# CONSEGNA
Nel testo sul diritto internazionale, trascrivi una per una tutte le frasi del paragrafo che comincia con «Mentre la comunità internazionale».

# TESTO DA LEGGERE
***

I segnali discontinui di fiducia nel diritto internazionale (inesistente)
Mentre la comunità internazionale evidenzia le indicate criticità, che segnano decisive lacune nell’ordinamento vigente e una espansione dei presidi di sovranità nazionale, una società complessa segnala viceversa il profilarsi di tendenze di segno assolutamente opposto che in realtà evocherebbero una indiscussa fiducia proprio nel diritto internazionale. Sarà perché lo si rimpiange, ma sempre più spesso pezzi della società invocano il diritto internazionale come se davvero esistesse a loro piacimento: e finanche al di là dei suoi contenuti. Il diritto internazionale o suoi singoli istituti diventano così dei veri e propri slogan / loopholes persino disarticolati dalle originarie figure.
Si pensi alla figura della c.d. “pace giusta” in funzione della promozione del diritto internazionale. È evidente che la pace descrive una situazione di assenza di conflitti che in genere si consegue indipendentemente dai contenuti degli accordi che pongono fine alla guerra. Se al termine pace si aggiunge l’aggettivo “giusta” si intende forse che non qualunque intesa che ponga fine al conflitto sarebbe accettabile, ma solo quelle intese che, ad esempio, rispecchiamo alcuni contenuti minimi senza i quali non avrebbero effetto. Al di là del dubbio su chi può arrogarsi la determinazione del giusto.

***

# DATI MOSTRATI

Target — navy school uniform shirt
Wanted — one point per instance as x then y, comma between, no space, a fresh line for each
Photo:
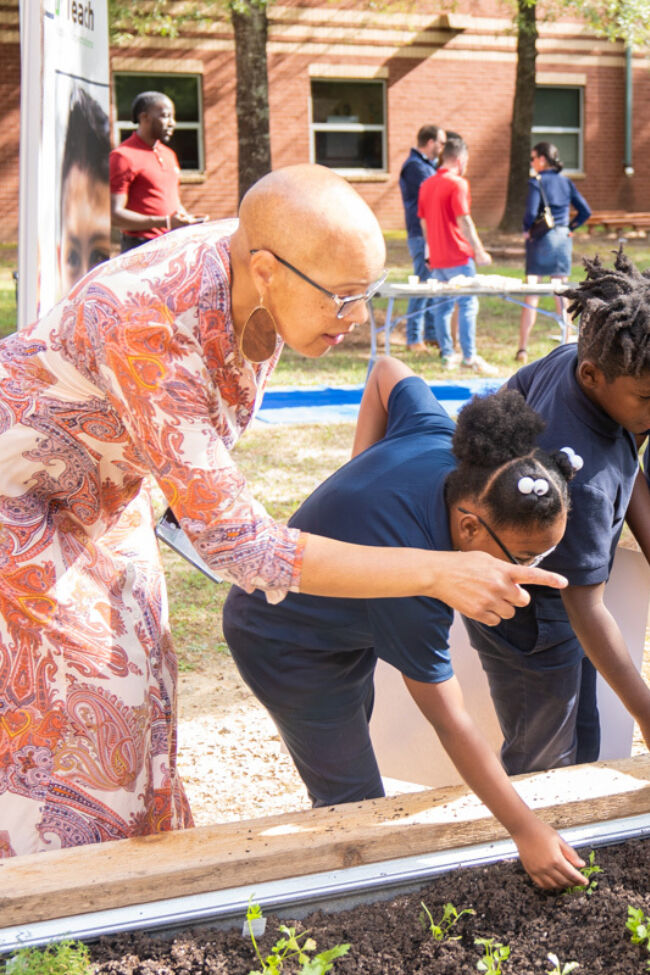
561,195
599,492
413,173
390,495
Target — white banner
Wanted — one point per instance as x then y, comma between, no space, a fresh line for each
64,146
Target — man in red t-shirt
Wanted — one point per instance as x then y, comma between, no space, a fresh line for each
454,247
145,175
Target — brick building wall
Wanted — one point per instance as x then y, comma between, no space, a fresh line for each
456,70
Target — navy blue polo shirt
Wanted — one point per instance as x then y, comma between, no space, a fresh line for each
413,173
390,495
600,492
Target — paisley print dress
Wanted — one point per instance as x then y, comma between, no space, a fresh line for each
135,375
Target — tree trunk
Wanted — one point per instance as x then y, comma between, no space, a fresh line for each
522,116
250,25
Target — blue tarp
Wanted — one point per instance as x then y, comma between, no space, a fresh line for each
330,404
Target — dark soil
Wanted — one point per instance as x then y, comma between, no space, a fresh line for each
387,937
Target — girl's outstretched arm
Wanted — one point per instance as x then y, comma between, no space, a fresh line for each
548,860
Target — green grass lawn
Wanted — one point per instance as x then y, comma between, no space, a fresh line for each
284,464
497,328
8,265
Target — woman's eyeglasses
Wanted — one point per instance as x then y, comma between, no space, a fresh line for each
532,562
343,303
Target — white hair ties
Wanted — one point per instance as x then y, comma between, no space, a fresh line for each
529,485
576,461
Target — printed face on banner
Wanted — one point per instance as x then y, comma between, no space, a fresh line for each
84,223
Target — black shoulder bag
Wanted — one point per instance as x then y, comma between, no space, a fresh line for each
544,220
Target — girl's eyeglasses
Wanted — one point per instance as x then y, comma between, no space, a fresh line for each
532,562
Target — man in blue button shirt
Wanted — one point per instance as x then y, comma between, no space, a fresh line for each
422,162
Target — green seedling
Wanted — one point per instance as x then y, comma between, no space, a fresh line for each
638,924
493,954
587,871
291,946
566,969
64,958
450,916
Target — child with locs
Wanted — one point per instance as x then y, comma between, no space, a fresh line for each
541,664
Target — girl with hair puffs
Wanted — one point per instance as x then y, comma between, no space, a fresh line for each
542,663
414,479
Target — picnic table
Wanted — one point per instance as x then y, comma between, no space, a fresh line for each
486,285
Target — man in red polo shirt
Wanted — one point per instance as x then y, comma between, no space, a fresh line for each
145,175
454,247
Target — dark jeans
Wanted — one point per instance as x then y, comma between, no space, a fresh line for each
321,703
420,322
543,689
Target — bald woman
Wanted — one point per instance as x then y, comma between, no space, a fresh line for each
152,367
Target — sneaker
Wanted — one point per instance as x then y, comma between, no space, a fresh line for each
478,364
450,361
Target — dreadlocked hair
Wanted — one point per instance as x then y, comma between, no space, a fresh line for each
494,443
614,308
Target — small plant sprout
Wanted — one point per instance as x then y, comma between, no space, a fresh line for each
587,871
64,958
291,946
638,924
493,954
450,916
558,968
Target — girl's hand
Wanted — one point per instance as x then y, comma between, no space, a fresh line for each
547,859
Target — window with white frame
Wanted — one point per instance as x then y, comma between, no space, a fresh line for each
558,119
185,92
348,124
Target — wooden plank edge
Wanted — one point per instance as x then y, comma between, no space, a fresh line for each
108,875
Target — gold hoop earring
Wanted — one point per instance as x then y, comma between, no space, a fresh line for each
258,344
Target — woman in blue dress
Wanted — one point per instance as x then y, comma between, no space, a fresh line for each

***

# RISULTATO
1. Mentre la comunità internazionale evidenzia le indicate criticità, che segnano decisive lacune nell’ordinamento vigente e una espansione dei presidi di sovranità nazionale, una società complessa segnala viceversa il profilarsi di tendenze di segno assolutamente opposto che in realtà evocherebbero una indiscussa fiducia proprio nel diritto internazionale.
2. Sarà perché lo si rimpiange, ma sempre più spesso pezzi della società invocano il diritto internazionale come se davvero esistesse a loro piacimento: e finanche al di là dei suoi contenuti.
3. Il diritto internazionale o suoi singoli istituti diventano così dei veri e propri slogan / loopholes persino disarticolati dalle originarie figure.